● **STATED EXERCISE**
Update the items from the start through the line containing "POLYGON ((173 49, 173" by replacing "even-odd" with "nonzero" and changing nothing else. Leave the pictures out of your answer.

● **DATASET ROWS**

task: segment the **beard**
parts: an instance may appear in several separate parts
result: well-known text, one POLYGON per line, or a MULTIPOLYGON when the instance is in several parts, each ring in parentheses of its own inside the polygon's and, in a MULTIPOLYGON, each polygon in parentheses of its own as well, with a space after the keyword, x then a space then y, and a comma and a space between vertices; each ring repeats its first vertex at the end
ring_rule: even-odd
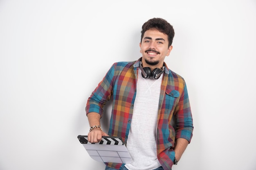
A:
POLYGON ((145 59, 146 63, 150 65, 155 65, 158 64, 159 63, 159 60, 152 61, 152 60, 145 59))

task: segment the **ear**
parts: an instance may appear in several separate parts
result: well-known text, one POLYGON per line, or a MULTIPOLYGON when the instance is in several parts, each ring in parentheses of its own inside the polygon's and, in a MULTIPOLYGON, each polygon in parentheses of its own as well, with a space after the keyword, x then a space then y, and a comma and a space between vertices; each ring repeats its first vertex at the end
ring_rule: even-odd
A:
POLYGON ((173 49, 173 46, 170 46, 168 48, 167 53, 166 54, 166 56, 168 56, 169 55, 170 55, 170 53, 171 52, 171 51, 172 50, 172 49, 173 49))

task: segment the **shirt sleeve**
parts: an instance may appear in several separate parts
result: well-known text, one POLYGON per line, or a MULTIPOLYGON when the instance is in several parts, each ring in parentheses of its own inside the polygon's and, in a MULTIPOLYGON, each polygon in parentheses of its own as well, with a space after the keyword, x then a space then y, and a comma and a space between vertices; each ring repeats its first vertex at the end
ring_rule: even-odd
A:
POLYGON ((96 112, 101 115, 101 117, 102 117, 103 107, 113 94, 115 67, 115 63, 112 65, 88 99, 85 107, 86 115, 90 112, 96 112))
POLYGON ((193 118, 186 83, 177 105, 175 109, 175 138, 186 139, 190 143, 193 129, 193 118))

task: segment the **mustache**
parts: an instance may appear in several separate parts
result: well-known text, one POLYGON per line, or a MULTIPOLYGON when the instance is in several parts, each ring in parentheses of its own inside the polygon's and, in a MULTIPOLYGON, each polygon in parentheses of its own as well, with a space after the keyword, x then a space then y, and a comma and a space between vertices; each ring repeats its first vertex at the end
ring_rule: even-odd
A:
POLYGON ((160 54, 160 52, 159 52, 157 51, 156 51, 155 50, 152 50, 151 49, 149 49, 148 50, 147 50, 146 51, 145 51, 145 52, 155 52, 155 53, 157 53, 157 54, 160 54))

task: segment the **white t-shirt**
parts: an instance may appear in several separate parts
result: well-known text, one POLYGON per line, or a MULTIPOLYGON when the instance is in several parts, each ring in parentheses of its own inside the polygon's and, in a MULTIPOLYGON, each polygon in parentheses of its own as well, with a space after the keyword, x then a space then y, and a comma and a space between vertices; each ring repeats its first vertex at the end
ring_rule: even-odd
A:
POLYGON ((144 78, 139 70, 136 96, 127 147, 134 161, 129 170, 152 170, 161 165, 157 156, 157 112, 163 75, 157 80, 144 78))

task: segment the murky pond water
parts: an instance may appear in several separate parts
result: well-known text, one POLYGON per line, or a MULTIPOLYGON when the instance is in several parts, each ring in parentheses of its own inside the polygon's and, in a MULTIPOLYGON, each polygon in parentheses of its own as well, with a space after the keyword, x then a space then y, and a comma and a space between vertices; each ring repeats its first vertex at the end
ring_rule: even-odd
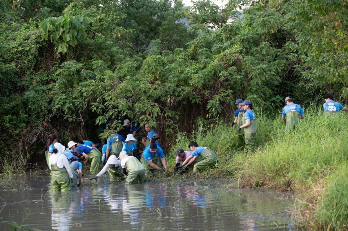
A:
POLYGON ((5 221, 42 230, 294 229, 286 212, 293 203, 291 194, 231 189, 230 181, 224 180, 192 178, 128 185, 108 183, 108 179, 98 179, 98 184, 68 193, 53 192, 47 174, 2 182, 0 229, 10 230, 5 221))

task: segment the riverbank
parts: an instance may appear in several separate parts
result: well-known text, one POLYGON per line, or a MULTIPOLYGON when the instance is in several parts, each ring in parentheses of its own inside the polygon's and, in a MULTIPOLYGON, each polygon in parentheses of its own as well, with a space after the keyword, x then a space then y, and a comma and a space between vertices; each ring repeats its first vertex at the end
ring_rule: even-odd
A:
POLYGON ((201 128, 191 137, 179 133, 172 158, 167 158, 169 168, 175 165, 174 150, 187 150, 188 140, 195 140, 215 151, 220 161, 218 168, 195 177, 233 177, 235 187, 294 192, 293 214, 299 226, 347 230, 347 116, 341 112, 327 117, 318 109, 307 109, 299 127, 291 131, 280 115, 272 119, 259 116, 259 147, 254 153, 238 146, 237 128, 224 123, 201 128))

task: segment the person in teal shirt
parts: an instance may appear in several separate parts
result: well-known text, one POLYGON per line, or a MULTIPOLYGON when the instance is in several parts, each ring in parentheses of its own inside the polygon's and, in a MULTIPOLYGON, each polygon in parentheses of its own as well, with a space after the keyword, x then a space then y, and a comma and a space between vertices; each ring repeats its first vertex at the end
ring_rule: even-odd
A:
POLYGON ((326 94, 324 96, 325 102, 323 104, 323 107, 325 112, 338 112, 339 111, 348 111, 348 108, 343 107, 338 102, 333 101, 333 95, 332 94, 326 94))

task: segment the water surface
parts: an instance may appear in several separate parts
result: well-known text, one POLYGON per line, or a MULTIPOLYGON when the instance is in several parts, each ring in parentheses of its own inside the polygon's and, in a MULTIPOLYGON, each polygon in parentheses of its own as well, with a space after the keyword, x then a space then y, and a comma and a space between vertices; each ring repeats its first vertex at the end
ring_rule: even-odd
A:
POLYGON ((66 193, 53 192, 46 173, 1 183, 0 229, 10 230, 5 221, 42 230, 294 229, 290 194, 232 189, 216 179, 126 185, 100 179, 66 193))

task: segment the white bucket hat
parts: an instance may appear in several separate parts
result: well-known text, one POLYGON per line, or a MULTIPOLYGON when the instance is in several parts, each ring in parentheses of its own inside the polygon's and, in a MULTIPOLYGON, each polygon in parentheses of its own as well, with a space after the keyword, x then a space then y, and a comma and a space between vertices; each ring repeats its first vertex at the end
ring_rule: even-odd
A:
POLYGON ((70 140, 68 143, 68 148, 70 148, 75 144, 77 144, 77 143, 76 143, 72 140, 70 140))
POLYGON ((125 120, 125 121, 123 121, 123 125, 122 126, 126 126, 126 125, 128 125, 130 123, 130 121, 129 121, 129 120, 125 120))
POLYGON ((120 161, 121 161, 123 159, 123 158, 125 158, 128 156, 128 155, 127 155, 127 153, 125 151, 122 151, 120 153, 120 155, 117 157, 117 159, 119 160, 120 161))
POLYGON ((129 141, 129 140, 136 141, 136 140, 134 138, 134 136, 133 136, 133 135, 132 134, 129 134, 127 135, 127 138, 126 139, 126 142, 129 141))

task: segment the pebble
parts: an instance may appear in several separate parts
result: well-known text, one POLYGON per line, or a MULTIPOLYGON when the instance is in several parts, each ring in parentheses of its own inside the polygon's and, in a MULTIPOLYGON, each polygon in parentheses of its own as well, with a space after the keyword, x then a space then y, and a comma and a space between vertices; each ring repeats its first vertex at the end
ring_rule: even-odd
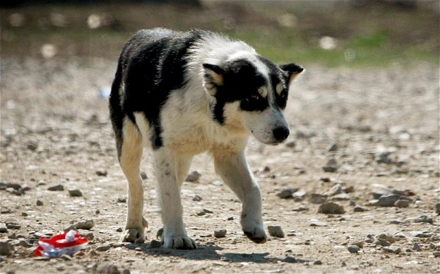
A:
POLYGON ((216 238, 223 238, 226 236, 226 229, 217 229, 214 231, 214 236, 216 238))
POLYGON ((191 172, 189 174, 188 174, 188 176, 187 176, 187 178, 185 179, 185 181, 186 182, 197 182, 197 181, 199 181, 201 176, 202 174, 200 174, 196 171, 194 171, 191 172))
POLYGON ((394 203, 394 206, 396 207, 408 207, 410 203, 411 202, 407 200, 397 200, 394 203))
POLYGON ((326 202, 321 205, 318 208, 318 213, 343 214, 345 212, 343 207, 335 202, 326 202))
POLYGON ((70 197, 82 197, 82 193, 79 189, 70 189, 68 190, 70 197))
POLYGON ((350 253, 358 253, 361 251, 361 248, 358 246, 348 246, 347 249, 350 253))
POLYGON ((398 246, 386 246, 383 248, 383 251, 388 253, 398 254, 402 250, 398 246))
POLYGON ((51 186, 49 188, 48 188, 48 190, 50 190, 50 191, 62 191, 62 190, 64 190, 64 185, 53 185, 53 186, 51 186))
POLYGON ((160 241, 151 240, 150 243, 150 249, 158 249, 162 246, 162 242, 160 241))
POLYGON ((97 251, 106 251, 107 250, 111 249, 111 244, 104 244, 101 246, 99 246, 95 249, 97 251))
POLYGON ((0 241, 1 256, 10 256, 12 254, 12 251, 13 251, 14 249, 13 246, 11 244, 8 240, 0 241))
POLYGON ((108 173, 105 169, 99 169, 96 171, 95 173, 99 176, 106 176, 108 173))
POLYGON ((269 232, 269 235, 273 237, 284 238, 284 232, 282 232, 281 227, 279 225, 268 226, 268 232, 269 232))
POLYGON ((412 199, 408 197, 401 196, 400 195, 390 195, 388 196, 382 196, 377 200, 373 200, 370 202, 371 205, 379 207, 394 207, 395 203, 399 200, 407 200, 412 202, 412 199))
POLYGON ((292 195, 298 190, 298 188, 287 188, 277 193, 277 196, 281 199, 291 199, 293 198, 292 195))
POLYGON ((8 233, 8 227, 6 227, 6 224, 0 222, 0 233, 8 233))
POLYGON ((432 218, 427 215, 422 215, 419 217, 414 219, 414 222, 427 222, 428 224, 432 224, 432 218))
POLYGON ((310 195, 310 202, 314 204, 323 204, 327 201, 327 195, 319 193, 310 195))
POLYGON ((361 205, 355 205, 354 208, 353 209, 353 211, 354 211, 355 212, 363 212, 366 210, 367 210, 365 207, 361 207, 361 205))
POLYGON ((322 166, 322 169, 325 172, 336 172, 338 170, 338 162, 334 158, 332 158, 327 161, 327 164, 322 166))

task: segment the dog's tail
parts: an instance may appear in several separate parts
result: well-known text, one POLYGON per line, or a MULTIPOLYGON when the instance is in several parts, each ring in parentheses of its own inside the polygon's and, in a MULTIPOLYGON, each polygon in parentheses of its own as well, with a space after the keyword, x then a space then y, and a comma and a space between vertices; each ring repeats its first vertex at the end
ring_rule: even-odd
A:
POLYGON ((122 127, 125 114, 121 100, 121 93, 120 92, 122 84, 122 62, 118 62, 118 68, 111 84, 111 91, 109 97, 109 108, 110 110, 110 119, 111 125, 114 131, 116 140, 116 149, 118 150, 118 159, 121 157, 121 150, 122 149, 122 127))

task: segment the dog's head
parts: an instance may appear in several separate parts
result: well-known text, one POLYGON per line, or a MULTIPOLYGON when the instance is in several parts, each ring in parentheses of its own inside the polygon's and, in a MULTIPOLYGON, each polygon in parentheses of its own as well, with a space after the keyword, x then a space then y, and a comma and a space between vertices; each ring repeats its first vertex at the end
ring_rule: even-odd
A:
POLYGON ((217 122, 244 127, 264 144, 277 144, 289 136, 282 110, 290 83, 303 71, 301 67, 277 66, 246 52, 203 67, 204 86, 216 99, 212 111, 217 122))

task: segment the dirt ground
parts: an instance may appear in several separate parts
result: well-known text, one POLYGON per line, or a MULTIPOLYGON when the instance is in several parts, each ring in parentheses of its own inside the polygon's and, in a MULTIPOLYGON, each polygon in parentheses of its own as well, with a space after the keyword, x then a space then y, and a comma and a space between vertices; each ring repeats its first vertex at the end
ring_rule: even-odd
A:
POLYGON ((0 227, 7 232, 0 242, 9 254, 0 256, 0 273, 440 272, 435 66, 306 67, 291 90, 290 137, 276 147, 251 139, 247 152, 265 227, 280 226, 285 236, 248 240, 241 204, 201 155, 191 169, 200 178, 182 190, 194 251, 150 246, 161 223, 150 152, 143 165, 148 240, 119 242, 126 183, 105 94, 116 60, 5 57, 1 69, 0 227), (326 166, 331 159, 336 165, 326 166), (57 185, 64 189, 48 190, 57 185), (288 188, 292 195, 277 195, 288 188), (82 196, 71 197, 72 189, 82 196), (400 195, 391 198, 400 207, 372 201, 390 194, 400 195), (345 212, 319 213, 328 202, 345 212), (34 257, 40 236, 87 219, 94 226, 79 229, 89 239, 85 249, 34 257), (225 237, 213 236, 222 229, 225 237))

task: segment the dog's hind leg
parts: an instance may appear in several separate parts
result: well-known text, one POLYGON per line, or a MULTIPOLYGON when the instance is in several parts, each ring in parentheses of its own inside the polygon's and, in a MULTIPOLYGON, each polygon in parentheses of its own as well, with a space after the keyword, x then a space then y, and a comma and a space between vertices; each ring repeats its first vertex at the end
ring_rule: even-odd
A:
POLYGON ((263 244, 266 234, 261 217, 261 193, 249 166, 244 151, 216 149, 213 153, 215 169, 224 183, 243 202, 241 227, 253 241, 263 244))
POLYGON ((122 139, 119 142, 121 142, 119 163, 128 181, 127 219, 121 241, 143 242, 144 229, 148 223, 142 216, 143 188, 140 174, 142 136, 136 125, 126 117, 122 128, 122 139))
POLYGON ((191 158, 175 155, 165 147, 155 150, 154 156, 159 202, 162 208, 163 246, 179 249, 197 249, 195 241, 188 236, 183 224, 180 198, 180 181, 185 180, 184 175, 187 174, 191 158))

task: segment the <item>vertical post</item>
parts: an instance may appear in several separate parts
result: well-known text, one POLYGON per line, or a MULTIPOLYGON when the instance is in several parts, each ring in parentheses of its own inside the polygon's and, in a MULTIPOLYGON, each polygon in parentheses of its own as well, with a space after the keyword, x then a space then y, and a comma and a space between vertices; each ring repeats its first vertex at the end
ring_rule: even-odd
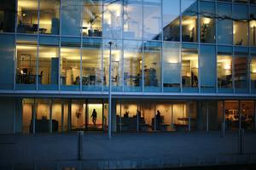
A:
POLYGON ((83 150, 84 150, 84 132, 78 132, 78 160, 83 159, 83 150))
POLYGON ((209 103, 207 101, 207 132, 209 132, 209 103))
POLYGON ((109 71, 108 71, 108 139, 111 139, 111 105, 112 105, 112 94, 111 94, 111 88, 112 88, 112 45, 113 42, 108 42, 109 44, 109 71))
POLYGON ((64 104, 61 101, 61 132, 64 132, 64 104))
POLYGON ((221 129, 222 129, 222 137, 225 136, 225 101, 222 101, 222 123, 221 123, 221 129))
POLYGON ((188 105, 188 115, 189 115, 189 132, 191 132, 190 101, 189 101, 187 105, 188 105))
POLYGON ((52 99, 49 99, 49 130, 52 133, 52 99))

● **RESULT FOR THIS EXERCISE**
task: segment the **beard**
parts: an instance may appear in several separate parts
result: well-known text, one POLYGON per line, or a MULTIPOLYGON when the instance is in several parts, each ring in parentheses of its own inside the polygon's and, in a MULTIPOLYGON, each polygon in parentheses of its own as well, with a space after the keyword, x then a space then y, and a comma and a space between vertices; each ring repeats its first vertex at the end
ring_rule: nonzero
A:
POLYGON ((145 59, 146 63, 150 65, 155 65, 158 64, 159 63, 159 60, 152 61, 152 60, 145 59))

task: segment the **ear**
parts: an instance may appear in several separate parts
result: well-known text, one POLYGON per line, or a MULTIPOLYGON when the instance is in several parts, each ring in parentheses of its own inside the polygon's and, in a MULTIPOLYGON, each polygon in parentheses of its own as well, with a space after the keyword, x then a space then y, and a comma and a space between vertices; each ring repeats its first vertex at the end
ring_rule: nonzero
A:
POLYGON ((173 49, 173 46, 170 46, 168 48, 167 53, 166 54, 166 56, 168 56, 169 55, 170 55, 170 53, 171 52, 171 51, 172 50, 172 49, 173 49))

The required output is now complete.